_REQUIRED WORK_.
Since the pictures are not wanted, copy only the text of every record exactly.

_RECORDS_.
────────
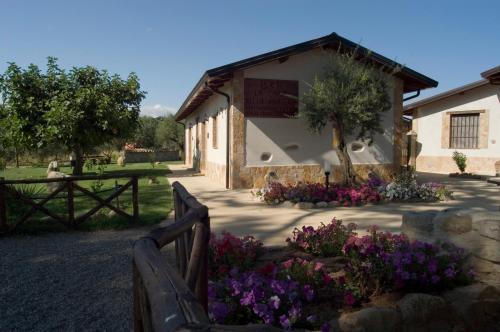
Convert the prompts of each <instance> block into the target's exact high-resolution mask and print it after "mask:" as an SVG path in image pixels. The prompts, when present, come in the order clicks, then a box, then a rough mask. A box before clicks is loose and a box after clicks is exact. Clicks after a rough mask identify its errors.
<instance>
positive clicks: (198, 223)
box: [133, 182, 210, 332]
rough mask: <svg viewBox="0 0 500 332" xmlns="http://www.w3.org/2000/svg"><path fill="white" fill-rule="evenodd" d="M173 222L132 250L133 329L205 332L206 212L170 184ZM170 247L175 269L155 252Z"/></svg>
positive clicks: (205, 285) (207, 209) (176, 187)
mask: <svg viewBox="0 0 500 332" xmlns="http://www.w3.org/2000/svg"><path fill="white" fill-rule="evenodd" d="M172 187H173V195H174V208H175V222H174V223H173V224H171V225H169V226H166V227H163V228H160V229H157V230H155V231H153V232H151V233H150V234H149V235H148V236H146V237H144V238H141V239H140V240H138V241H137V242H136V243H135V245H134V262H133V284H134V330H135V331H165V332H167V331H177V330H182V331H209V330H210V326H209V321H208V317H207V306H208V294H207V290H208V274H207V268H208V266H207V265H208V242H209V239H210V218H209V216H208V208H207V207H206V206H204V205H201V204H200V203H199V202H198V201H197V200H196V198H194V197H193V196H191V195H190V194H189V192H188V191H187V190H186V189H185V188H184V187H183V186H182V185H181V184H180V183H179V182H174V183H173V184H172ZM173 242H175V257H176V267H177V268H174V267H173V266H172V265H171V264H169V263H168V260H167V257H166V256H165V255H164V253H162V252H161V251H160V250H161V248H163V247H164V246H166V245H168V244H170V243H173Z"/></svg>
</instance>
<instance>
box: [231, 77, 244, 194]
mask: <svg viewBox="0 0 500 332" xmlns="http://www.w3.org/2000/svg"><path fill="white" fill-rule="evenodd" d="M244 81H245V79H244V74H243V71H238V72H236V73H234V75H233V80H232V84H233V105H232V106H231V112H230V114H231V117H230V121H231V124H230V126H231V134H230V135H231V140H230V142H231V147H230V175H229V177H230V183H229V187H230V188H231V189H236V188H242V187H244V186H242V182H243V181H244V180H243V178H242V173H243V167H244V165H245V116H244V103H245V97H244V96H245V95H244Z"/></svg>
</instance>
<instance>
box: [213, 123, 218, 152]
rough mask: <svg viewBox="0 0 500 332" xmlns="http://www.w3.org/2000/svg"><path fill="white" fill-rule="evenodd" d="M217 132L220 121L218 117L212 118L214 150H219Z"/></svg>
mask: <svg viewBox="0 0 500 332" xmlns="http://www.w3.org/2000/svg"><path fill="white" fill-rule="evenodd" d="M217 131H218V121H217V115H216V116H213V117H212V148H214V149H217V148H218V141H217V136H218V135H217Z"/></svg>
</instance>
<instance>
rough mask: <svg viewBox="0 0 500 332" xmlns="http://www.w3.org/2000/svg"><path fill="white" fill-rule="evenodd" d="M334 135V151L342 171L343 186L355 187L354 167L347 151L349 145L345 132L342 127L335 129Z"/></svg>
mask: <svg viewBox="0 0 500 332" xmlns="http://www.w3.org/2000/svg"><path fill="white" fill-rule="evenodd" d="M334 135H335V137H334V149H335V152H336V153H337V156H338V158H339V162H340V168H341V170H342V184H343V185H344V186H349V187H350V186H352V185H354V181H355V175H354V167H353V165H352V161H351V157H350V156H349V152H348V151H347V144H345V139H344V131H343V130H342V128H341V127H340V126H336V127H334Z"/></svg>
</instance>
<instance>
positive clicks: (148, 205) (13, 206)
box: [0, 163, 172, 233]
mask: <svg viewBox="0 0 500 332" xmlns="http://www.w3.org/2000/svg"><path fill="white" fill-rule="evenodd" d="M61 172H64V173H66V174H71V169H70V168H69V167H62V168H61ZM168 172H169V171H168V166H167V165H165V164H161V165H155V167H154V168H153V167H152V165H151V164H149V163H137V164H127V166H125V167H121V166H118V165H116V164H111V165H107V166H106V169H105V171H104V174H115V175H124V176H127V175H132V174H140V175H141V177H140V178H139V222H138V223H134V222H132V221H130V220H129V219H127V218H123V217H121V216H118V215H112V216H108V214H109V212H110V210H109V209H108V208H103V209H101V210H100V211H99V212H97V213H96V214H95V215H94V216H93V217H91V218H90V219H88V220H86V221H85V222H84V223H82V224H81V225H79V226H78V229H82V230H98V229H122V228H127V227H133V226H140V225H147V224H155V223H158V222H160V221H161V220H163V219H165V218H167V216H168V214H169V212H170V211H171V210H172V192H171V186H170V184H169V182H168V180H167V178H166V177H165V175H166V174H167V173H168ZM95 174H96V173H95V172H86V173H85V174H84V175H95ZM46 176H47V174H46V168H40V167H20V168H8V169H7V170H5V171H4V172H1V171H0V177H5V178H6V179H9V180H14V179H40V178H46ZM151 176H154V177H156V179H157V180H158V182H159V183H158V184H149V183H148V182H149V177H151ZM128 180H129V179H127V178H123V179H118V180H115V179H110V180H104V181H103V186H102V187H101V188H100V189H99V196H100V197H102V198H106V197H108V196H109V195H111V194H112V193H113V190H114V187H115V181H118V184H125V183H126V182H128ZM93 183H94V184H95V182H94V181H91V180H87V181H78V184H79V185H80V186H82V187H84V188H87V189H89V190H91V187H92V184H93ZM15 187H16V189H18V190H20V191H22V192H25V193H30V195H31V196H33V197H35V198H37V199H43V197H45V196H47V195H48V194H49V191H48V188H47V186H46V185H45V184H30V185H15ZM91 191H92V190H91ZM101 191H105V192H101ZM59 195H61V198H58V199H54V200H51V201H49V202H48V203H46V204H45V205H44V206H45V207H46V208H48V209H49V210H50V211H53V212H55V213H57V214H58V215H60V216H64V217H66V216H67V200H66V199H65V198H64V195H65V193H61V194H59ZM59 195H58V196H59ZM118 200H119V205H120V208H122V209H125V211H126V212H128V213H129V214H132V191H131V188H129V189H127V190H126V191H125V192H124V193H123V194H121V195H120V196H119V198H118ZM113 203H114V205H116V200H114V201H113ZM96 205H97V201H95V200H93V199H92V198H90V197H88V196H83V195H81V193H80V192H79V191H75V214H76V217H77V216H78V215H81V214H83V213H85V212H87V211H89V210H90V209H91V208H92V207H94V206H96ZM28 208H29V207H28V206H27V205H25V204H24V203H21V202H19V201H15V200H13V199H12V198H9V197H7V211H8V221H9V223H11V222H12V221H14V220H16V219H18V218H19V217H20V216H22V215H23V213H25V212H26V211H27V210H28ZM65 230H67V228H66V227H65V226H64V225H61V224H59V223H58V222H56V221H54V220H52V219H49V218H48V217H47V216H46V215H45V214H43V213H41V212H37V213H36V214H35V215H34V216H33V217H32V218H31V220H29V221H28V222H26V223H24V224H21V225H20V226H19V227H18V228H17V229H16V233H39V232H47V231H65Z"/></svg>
────────
_RESPONSE TO THIS EXERCISE_.
Convert the prompts of each <instance> block into the target's exact high-resolution mask and print it after "mask:" as an SVG path in image pixels. The prompts, when present, come in the order clicks, then a box, then a rough mask. A box before clicks is loose and a box after clicks is exact. Clicks after a rough mask identify its errors.
<instance>
positive clicks: (198, 223)
box: [133, 182, 210, 332]
rough mask: <svg viewBox="0 0 500 332" xmlns="http://www.w3.org/2000/svg"><path fill="white" fill-rule="evenodd" d="M173 222L132 250L133 329L205 332L206 212L170 184ZM170 247L175 269L155 252Z"/></svg>
positive clicks: (205, 285) (207, 209) (176, 187)
mask: <svg viewBox="0 0 500 332" xmlns="http://www.w3.org/2000/svg"><path fill="white" fill-rule="evenodd" d="M172 187H173V195H174V208H175V222H174V223H173V224H171V225H169V226H166V227H163V228H160V229H157V230H155V231H153V232H151V233H150V234H149V235H148V236H146V237H144V238H141V239H140V240H138V241H137V242H136V243H135V245H134V262H133V284H134V330H135V331H165V332H167V331H177V330H182V331H209V330H210V326H209V321H208V317H207V306H208V294H207V290H208V274H207V268H208V266H207V265H208V242H209V239H210V218H209V216H208V208H207V207H206V206H204V205H201V204H200V203H199V202H198V201H197V200H196V198H194V197H193V196H191V195H190V194H189V192H188V191H187V190H186V189H185V188H184V187H183V186H182V185H181V184H180V183H179V182H174V183H173V184H172ZM173 242H175V257H176V267H177V268H174V267H173V266H172V265H171V264H169V263H168V260H167V257H166V256H165V255H164V253H162V252H161V251H160V250H161V248H163V247H164V246H166V245H168V244H170V243H173Z"/></svg>
</instance>
<instance>
box: [231, 77, 244, 194]
mask: <svg viewBox="0 0 500 332" xmlns="http://www.w3.org/2000/svg"><path fill="white" fill-rule="evenodd" d="M244 81H245V79H244V74H243V71H238V72H236V73H234V75H233V80H232V84H233V105H232V106H231V112H230V114H231V117H230V121H231V124H230V126H231V134H230V135H231V140H230V142H231V147H230V175H229V177H230V183H229V187H230V188H231V189H236V188H242V187H244V186H242V182H243V181H244V180H243V178H242V173H243V167H244V165H245V116H244V103H245V97H244V96H245V95H244Z"/></svg>
</instance>
<instance>
box: [213, 123, 218, 152]
rough mask: <svg viewBox="0 0 500 332" xmlns="http://www.w3.org/2000/svg"><path fill="white" fill-rule="evenodd" d="M217 132L220 121L218 117L212 118L214 150H219Z"/></svg>
mask: <svg viewBox="0 0 500 332" xmlns="http://www.w3.org/2000/svg"><path fill="white" fill-rule="evenodd" d="M217 131H218V121H217V115H216V116H213V117H212V148H214V149H217V148H218V141H217V136H218V135H217Z"/></svg>
</instance>
<instance>
rough mask: <svg viewBox="0 0 500 332" xmlns="http://www.w3.org/2000/svg"><path fill="white" fill-rule="evenodd" d="M334 135V151L342 171L343 186L355 187L354 167L347 151L349 145L345 132L342 127L335 129Z"/></svg>
mask: <svg viewBox="0 0 500 332" xmlns="http://www.w3.org/2000/svg"><path fill="white" fill-rule="evenodd" d="M334 135H335V137H334V149H335V152H336V153H337V156H338V158H339V162H340V168H341V170H342V184H343V185H344V186H349V187H350V186H352V185H354V181H355V175H354V167H353V165H352V161H351V157H350V156H349V152H348V151H347V144H345V139H344V131H343V130H342V128H341V127H340V126H336V127H334Z"/></svg>
</instance>
<instance>
positive clicks: (148, 205) (13, 206)
box: [0, 163, 172, 233]
mask: <svg viewBox="0 0 500 332" xmlns="http://www.w3.org/2000/svg"><path fill="white" fill-rule="evenodd" d="M61 172H64V173H66V174H71V169H70V168H69V167H62V168H61ZM168 172H169V171H168V166H167V165H165V164H161V165H155V167H154V168H153V167H152V165H151V164H149V163H137V164H127V166H125V167H121V166H118V165H116V164H111V165H107V166H106V169H105V171H104V174H115V175H124V176H127V175H132V174H140V175H141V177H140V178H139V222H138V223H134V222H132V221H130V220H129V219H127V218H123V217H121V216H118V215H112V216H108V214H109V212H110V210H109V209H108V208H103V209H101V210H100V211H99V212H97V213H96V214H95V215H94V216H93V217H91V218H90V219H88V220H86V221H85V222H84V223H82V224H81V225H79V226H78V229H82V230H98V229H122V228H127V227H133V226H140V225H147V224H155V223H158V222H160V221H161V220H163V219H165V218H167V216H168V214H169V212H170V211H171V210H172V192H171V186H170V184H169V182H168V180H167V178H166V177H165V175H166V174H167V173H168ZM95 174H96V173H95V172H86V173H85V174H84V175H95ZM46 176H47V174H46V168H40V167H20V168H8V169H7V170H5V171H4V172H1V171H0V177H5V178H6V179H9V180H14V179H40V178H46ZM151 176H154V177H156V179H157V180H158V182H159V183H158V184H149V183H148V182H149V177H151ZM128 180H129V179H127V178H123V179H118V180H115V179H110V180H104V181H103V186H102V187H101V188H100V189H99V196H100V197H102V198H106V197H108V196H109V195H111V194H112V193H113V190H114V187H115V181H118V184H125V183H126V182H128ZM93 183H94V184H95V182H94V181H91V180H87V181H78V184H79V185H80V186H82V187H84V188H87V189H89V190H91V187H92V184H93ZM15 187H16V189H18V190H20V191H22V192H25V193H30V195H31V196H33V197H35V198H37V199H43V197H45V196H47V195H48V194H49V191H48V188H47V186H46V185H45V184H30V185H15ZM91 191H92V190H91ZM101 191H105V192H101ZM59 195H61V198H58V199H54V200H51V201H49V202H48V203H46V204H45V205H44V206H45V207H46V208H48V209H49V210H50V211H53V212H55V213H57V214H58V215H60V216H64V217H66V216H67V200H66V199H65V198H64V195H65V193H61V194H59ZM59 195H58V196H59ZM118 200H119V205H120V208H122V209H125V211H126V212H128V213H129V214H132V191H131V188H129V189H127V190H126V191H125V192H124V193H123V194H121V195H120V196H119V198H118ZM113 203H114V205H116V200H114V201H113ZM96 205H97V201H95V200H93V199H92V198H90V197H88V196H83V195H81V193H80V192H79V191H75V214H76V217H77V216H78V215H81V214H83V213H85V212H87V211H89V210H90V209H91V208H92V207H94V206H96ZM28 208H29V207H28V206H27V205H25V204H24V203H21V202H19V201H15V200H13V199H12V198H9V197H7V211H8V221H9V223H11V222H12V221H14V220H16V219H18V218H19V217H20V216H22V215H23V213H25V212H26V211H27V210H28ZM65 230H67V228H66V227H65V226H64V225H61V224H59V223H58V222H56V221H54V220H52V219H49V218H48V217H47V216H46V215H45V214H43V213H41V212H37V213H36V214H35V215H34V216H33V217H32V218H31V220H29V221H28V222H26V223H24V224H21V225H20V226H19V227H18V228H17V229H16V233H39V232H47V231H65Z"/></svg>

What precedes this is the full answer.